→ INSTRUCTION: Count the lines below that contain the string "prompts". Reply with that number alone.

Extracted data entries

********

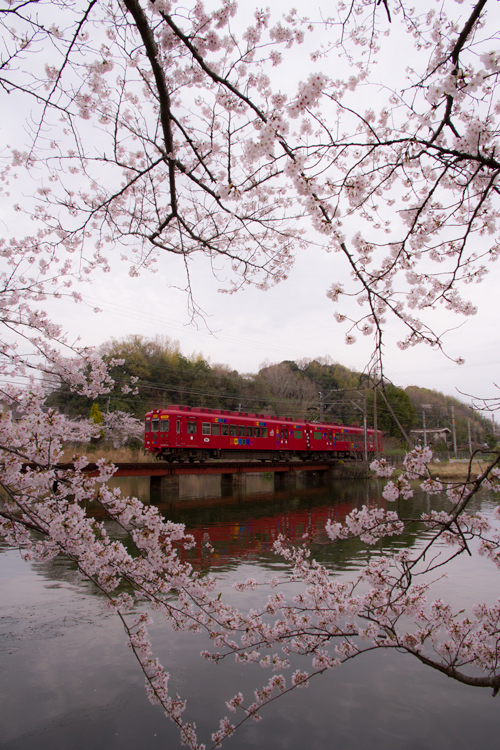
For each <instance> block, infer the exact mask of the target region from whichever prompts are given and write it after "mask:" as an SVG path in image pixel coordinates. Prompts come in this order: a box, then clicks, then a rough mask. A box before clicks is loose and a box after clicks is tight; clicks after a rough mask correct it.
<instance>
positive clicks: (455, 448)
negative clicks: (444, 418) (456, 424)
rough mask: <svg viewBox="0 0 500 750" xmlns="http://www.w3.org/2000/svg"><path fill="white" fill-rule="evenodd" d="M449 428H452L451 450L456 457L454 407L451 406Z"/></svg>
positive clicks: (456, 442) (455, 437) (454, 415)
mask: <svg viewBox="0 0 500 750" xmlns="http://www.w3.org/2000/svg"><path fill="white" fill-rule="evenodd" d="M451 428H452V430H453V451H454V453H455V458H458V456H457V430H456V427H455V407H454V406H452V407H451Z"/></svg>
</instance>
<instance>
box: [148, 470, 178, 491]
mask: <svg viewBox="0 0 500 750" xmlns="http://www.w3.org/2000/svg"><path fill="white" fill-rule="evenodd" d="M149 488H150V490H151V491H158V490H160V491H161V492H168V493H169V495H178V494H179V476H178V475H177V474H166V475H165V476H162V477H151V478H150V480H149Z"/></svg>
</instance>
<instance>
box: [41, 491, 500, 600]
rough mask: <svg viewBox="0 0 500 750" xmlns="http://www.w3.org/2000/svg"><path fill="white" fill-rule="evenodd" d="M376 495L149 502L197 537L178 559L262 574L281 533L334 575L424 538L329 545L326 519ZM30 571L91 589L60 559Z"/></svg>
mask: <svg viewBox="0 0 500 750" xmlns="http://www.w3.org/2000/svg"><path fill="white" fill-rule="evenodd" d="M124 489H125V488H124ZM127 489H128V487H127ZM382 489H383V483H381V482H379V481H377V480H375V481H370V482H367V481H353V480H350V481H340V480H336V481H335V482H334V483H333V484H332V485H331V486H330V487H324V486H321V487H309V488H305V489H300V490H291V491H287V490H283V491H277V492H266V493H259V494H255V495H246V494H243V493H237V494H233V495H229V496H223V497H222V496H217V497H211V498H201V499H193V498H191V499H188V500H172V499H168V500H167V499H166V498H167V497H168V496H167V495H166V494H165V493H163V494H162V493H161V492H156V493H154V494H153V495H152V496H151V502H154V504H155V505H156V506H157V507H158V508H159V509H160V510H161V512H162V514H163V515H164V517H165V518H167V519H169V520H171V521H173V522H174V523H183V524H185V526H186V531H187V532H188V533H190V534H193V536H194V537H195V541H196V545H195V547H194V548H193V549H192V550H189V551H187V552H186V551H185V550H181V556H182V557H183V558H184V559H188V560H190V561H191V562H193V563H195V564H201V565H202V566H203V567H215V568H217V570H218V571H219V572H224V571H225V570H229V569H235V568H236V567H237V566H238V564H239V562H240V561H241V560H243V559H251V560H254V561H257V562H258V563H259V564H260V565H261V566H262V567H265V568H266V567H267V568H270V567H272V566H275V565H276V562H277V560H278V558H276V556H275V554H274V552H273V543H274V541H275V539H276V538H277V537H278V535H279V534H284V535H285V536H287V537H288V538H290V539H291V540H293V541H295V542H296V543H300V542H301V541H302V539H303V537H304V535H307V537H308V543H309V544H310V548H311V553H312V555H313V556H314V557H315V558H316V559H317V560H318V562H320V563H322V564H323V565H325V566H326V567H327V568H329V569H330V570H332V571H339V572H341V571H344V572H345V571H349V570H356V569H358V568H359V567H360V566H362V565H365V564H366V563H367V562H368V560H369V559H370V558H372V557H373V556H374V555H375V556H377V555H382V554H387V553H388V552H390V551H391V550H392V551H394V550H396V549H401V548H405V547H412V546H414V545H415V544H417V543H419V542H420V541H421V540H422V539H424V538H425V537H426V536H427V531H426V529H425V527H424V525H423V524H422V523H421V522H419V521H418V520H416V521H413V522H411V523H409V524H408V526H407V528H406V530H405V531H404V533H403V534H402V535H401V536H395V537H391V538H386V539H384V540H382V541H379V542H378V543H377V544H375V545H373V546H368V545H365V544H364V543H363V542H361V541H360V540H359V539H357V538H355V539H347V540H341V541H337V542H335V543H332V542H330V541H329V540H328V539H327V537H326V534H325V532H324V527H325V524H326V522H327V520H329V519H331V520H333V521H343V520H344V518H345V517H346V515H347V514H348V513H350V512H351V511H352V510H354V509H356V508H358V509H359V508H361V507H362V506H363V505H372V506H373V505H384V506H385V501H384V500H383V498H382V497H381V491H382ZM496 504H497V501H496V500H495V499H492V498H491V497H490V496H488V495H486V494H483V496H481V497H476V498H475V500H474V503H473V504H472V506H471V511H472V512H477V511H478V510H480V509H483V510H485V509H488V508H489V507H490V506H491V508H493V507H495V506H496ZM432 506H433V508H434V509H435V510H441V509H446V508H448V502H447V499H446V497H445V496H443V497H437V496H434V497H433V498H432ZM394 509H396V506H394ZM427 510H429V497H428V496H427V495H425V494H424V493H417V494H416V496H415V497H414V498H411V499H409V500H406V501H401V503H400V505H399V506H398V511H399V513H400V516H401V517H402V518H404V519H407V520H408V521H410V519H418V518H419V516H420V515H421V513H423V512H425V511H427ZM88 511H89V515H93V516H95V517H96V518H100V517H101V516H102V515H103V514H102V513H101V511H100V508H99V506H98V505H95V506H94V507H89V508H88ZM106 528H107V530H108V533H109V534H110V536H112V537H113V538H116V539H119V540H120V541H121V542H122V543H123V544H124V545H125V546H126V548H127V549H128V551H129V552H130V553H131V554H136V553H137V551H136V550H135V549H134V546H133V544H132V542H131V540H130V537H129V536H128V535H127V534H126V532H125V531H124V530H123V529H120V528H119V527H118V526H116V525H114V524H112V523H110V522H106ZM208 543H209V545H210V546H211V547H212V548H213V549H214V552H213V553H211V552H210V551H209V547H208V546H207V544H208ZM33 565H34V568H35V569H36V570H37V572H38V573H39V574H41V575H42V576H44V577H45V578H47V579H49V580H51V581H61V582H65V583H68V584H70V585H72V586H77V587H78V588H79V589H80V590H81V589H83V590H85V591H86V592H91V591H94V590H95V589H94V587H93V585H92V584H91V583H90V582H88V581H86V580H84V579H82V578H81V577H80V575H79V574H78V571H77V569H76V566H75V565H73V563H71V561H69V560H67V559H65V558H62V557H56V558H54V559H53V560H50V561H47V562H43V563H33Z"/></svg>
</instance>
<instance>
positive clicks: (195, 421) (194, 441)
mask: <svg viewBox="0 0 500 750" xmlns="http://www.w3.org/2000/svg"><path fill="white" fill-rule="evenodd" d="M144 449H145V450H146V451H149V453H152V454H153V455H154V456H155V457H156V458H158V459H161V460H163V461H206V460H207V459H208V458H235V457H238V458H248V459H249V460H253V459H259V460H261V461H267V460H269V461H273V460H274V461H275V460H276V459H280V458H281V459H285V458H301V459H303V460H307V459H313V460H316V459H321V458H327V457H328V458H342V459H346V458H347V459H356V458H358V459H362V458H364V454H365V444H364V435H363V428H362V427H351V426H347V425H338V424H333V423H331V422H308V421H305V422H304V421H302V420H295V419H292V418H291V417H270V416H268V415H264V414H249V413H248V412H238V411H221V410H219V409H202V408H196V407H192V406H167V408H166V409H154V410H153V411H151V412H148V414H146V416H145V433H144ZM381 451H382V433H381V432H380V431H379V432H378V448H377V452H379V453H380V452H381ZM374 452H375V431H374V430H367V453H368V457H370V456H371V455H372V454H373V453H374Z"/></svg>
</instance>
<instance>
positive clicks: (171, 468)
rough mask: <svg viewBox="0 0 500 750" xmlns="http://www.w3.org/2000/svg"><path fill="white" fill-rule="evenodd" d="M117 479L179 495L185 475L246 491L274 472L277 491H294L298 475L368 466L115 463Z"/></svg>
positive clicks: (341, 471) (342, 476)
mask: <svg viewBox="0 0 500 750" xmlns="http://www.w3.org/2000/svg"><path fill="white" fill-rule="evenodd" d="M115 466H116V472H115V474H114V477H138V476H142V477H150V487H151V489H161V490H165V491H167V492H169V494H170V493H171V494H174V495H175V494H178V492H179V480H180V477H181V476H186V475H213V474H219V475H220V476H221V488H222V489H226V488H227V489H229V488H234V489H241V490H244V489H245V485H246V477H247V475H248V474H261V473H263V472H272V473H273V474H274V487H275V489H284V488H287V489H293V488H294V487H295V486H296V482H297V474H298V473H300V472H305V473H306V474H309V475H312V474H315V473H316V474H321V475H323V476H325V477H328V478H345V477H362V476H366V473H367V470H368V467H367V464H366V463H364V462H362V461H355V462H345V463H344V462H343V461H338V460H337V461H272V462H265V463H263V462H261V461H207V462H206V463H167V462H160V461H153V462H137V463H116V464H115ZM84 471H85V473H88V474H90V475H91V476H92V475H94V474H97V466H96V465H95V464H88V465H87V466H86V467H85V469H84Z"/></svg>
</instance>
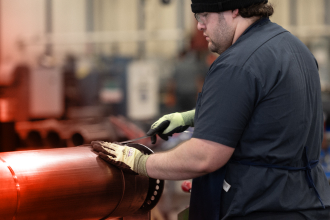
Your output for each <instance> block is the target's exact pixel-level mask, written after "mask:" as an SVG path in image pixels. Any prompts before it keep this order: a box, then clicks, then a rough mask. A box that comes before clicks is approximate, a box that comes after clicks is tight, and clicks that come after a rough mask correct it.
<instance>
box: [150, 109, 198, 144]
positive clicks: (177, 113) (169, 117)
mask: <svg viewBox="0 0 330 220" xmlns="http://www.w3.org/2000/svg"><path fill="white" fill-rule="evenodd" d="M194 118H195V110H191V111H187V112H182V113H178V112H176V113H172V114H168V115H164V116H163V117H161V118H160V119H158V120H157V121H156V122H155V123H153V124H152V125H151V128H150V130H149V131H148V132H147V135H149V136H151V142H152V143H153V144H154V143H156V141H157V137H156V134H158V136H159V137H161V138H162V139H164V140H165V141H167V140H168V136H172V135H173V134H174V133H180V132H183V131H185V130H187V128H189V127H194Z"/></svg>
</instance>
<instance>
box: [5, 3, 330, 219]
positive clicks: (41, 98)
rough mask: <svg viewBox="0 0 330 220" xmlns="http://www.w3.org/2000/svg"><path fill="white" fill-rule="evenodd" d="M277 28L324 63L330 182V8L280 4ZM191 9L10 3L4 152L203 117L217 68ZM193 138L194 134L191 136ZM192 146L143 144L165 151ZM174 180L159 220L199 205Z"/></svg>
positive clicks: (115, 139) (185, 139)
mask: <svg viewBox="0 0 330 220" xmlns="http://www.w3.org/2000/svg"><path fill="white" fill-rule="evenodd" d="M270 2H271V3H272V4H273V5H274V7H275V14H274V15H273V16H272V17H271V20H272V21H273V22H276V23H278V24H280V25H282V26H283V27H284V28H286V29H288V30H289V31H290V32H291V33H293V34H294V35H295V36H297V37H298V38H299V39H300V40H301V41H302V42H304V43H305V44H306V45H307V47H308V48H309V49H310V50H311V51H312V53H313V54H314V56H315V57H316V59H317V61H318V63H319V70H320V71H319V73H320V78H321V86H322V98H323V106H324V109H323V110H324V116H325V117H324V118H325V121H324V125H325V126H324V127H325V129H324V130H325V135H324V137H325V138H324V142H323V146H322V152H321V161H322V164H323V167H324V170H325V172H326V174H327V177H328V178H330V150H329V147H328V139H330V117H327V116H328V115H330V66H329V60H330V13H329V11H330V0H313V1H310V0H270ZM190 4H191V2H190V0H29V1H21V0H0V151H15V150H31V149H45V148H54V147H73V146H78V145H82V144H88V143H90V141H92V140H105V141H123V140H127V139H133V138H137V137H141V136H143V135H145V132H146V131H148V129H149V127H150V125H151V124H152V123H153V122H154V121H155V120H156V119H158V118H159V117H160V116H162V115H164V114H167V113H172V112H175V111H186V110H190V109H192V108H194V105H195V101H196V95H197V93H198V92H199V91H200V90H201V88H202V85H203V81H204V77H205V75H206V72H207V70H208V67H209V66H210V65H211V64H212V62H213V61H214V60H215V59H216V58H217V55H216V54H213V53H210V52H209V51H208V49H207V42H206V41H205V38H204V37H203V34H202V32H200V31H198V30H197V28H196V26H197V22H196V20H195V18H194V16H193V13H192V12H191V9H190ZM191 131H193V130H191ZM190 137H191V133H190V134H187V133H185V134H181V135H175V136H174V137H173V138H171V139H170V140H169V141H167V142H164V141H161V140H159V141H158V142H157V144H156V145H151V143H150V140H148V139H145V140H141V141H140V143H142V144H145V145H147V146H149V147H150V148H152V149H153V150H154V151H156V152H157V151H164V150H168V149H171V148H173V147H175V146H177V145H178V144H179V143H180V142H182V141H184V140H187V139H189V138H190ZM181 183H182V181H166V185H165V191H164V194H163V196H162V200H161V201H160V203H159V205H158V206H157V207H156V210H155V211H154V212H153V218H154V219H176V218H177V214H178V213H179V212H180V211H182V210H183V209H184V208H185V207H186V206H188V204H189V197H190V194H189V193H185V192H183V191H182V190H181Z"/></svg>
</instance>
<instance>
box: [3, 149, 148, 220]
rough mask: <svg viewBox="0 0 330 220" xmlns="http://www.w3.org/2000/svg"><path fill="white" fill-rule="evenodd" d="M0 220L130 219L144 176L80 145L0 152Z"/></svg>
mask: <svg viewBox="0 0 330 220" xmlns="http://www.w3.org/2000/svg"><path fill="white" fill-rule="evenodd" d="M0 158H1V160H0V213H1V217H0V219H14V218H15V219H16V220H20V219H35V220H43V219H62V220H65V219H102V218H105V217H107V216H108V217H124V216H129V215H132V214H133V213H134V212H136V211H138V210H139V208H140V207H141V206H142V205H143V204H144V202H145V200H146V197H147V194H148V187H149V181H150V180H149V178H147V177H143V176H139V175H131V174H126V173H123V172H122V171H121V170H119V169H117V168H115V167H113V166H110V165H108V164H107V163H106V162H104V161H103V160H101V159H100V158H98V157H97V155H96V154H95V153H94V152H93V151H92V150H91V148H90V147H87V146H80V147H71V148H57V149H45V150H33V151H17V152H6V153H0Z"/></svg>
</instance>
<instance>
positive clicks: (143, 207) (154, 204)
mask: <svg viewBox="0 0 330 220" xmlns="http://www.w3.org/2000/svg"><path fill="white" fill-rule="evenodd" d="M127 145H128V146H130V147H134V148H136V149H138V150H140V151H142V152H143V153H145V154H153V153H154V152H153V151H152V150H151V149H150V148H148V147H147V146H144V145H142V144H135V143H133V144H132V143H130V144H127ZM163 190H164V180H159V179H153V178H149V189H148V193H147V197H146V200H145V202H144V203H143V205H142V206H141V208H140V209H139V211H142V212H143V211H148V210H151V209H152V208H154V207H155V206H156V205H157V203H158V201H159V199H160V196H161V195H162V193H163Z"/></svg>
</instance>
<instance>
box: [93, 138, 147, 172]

********

→ WORKED SOLUTION: 2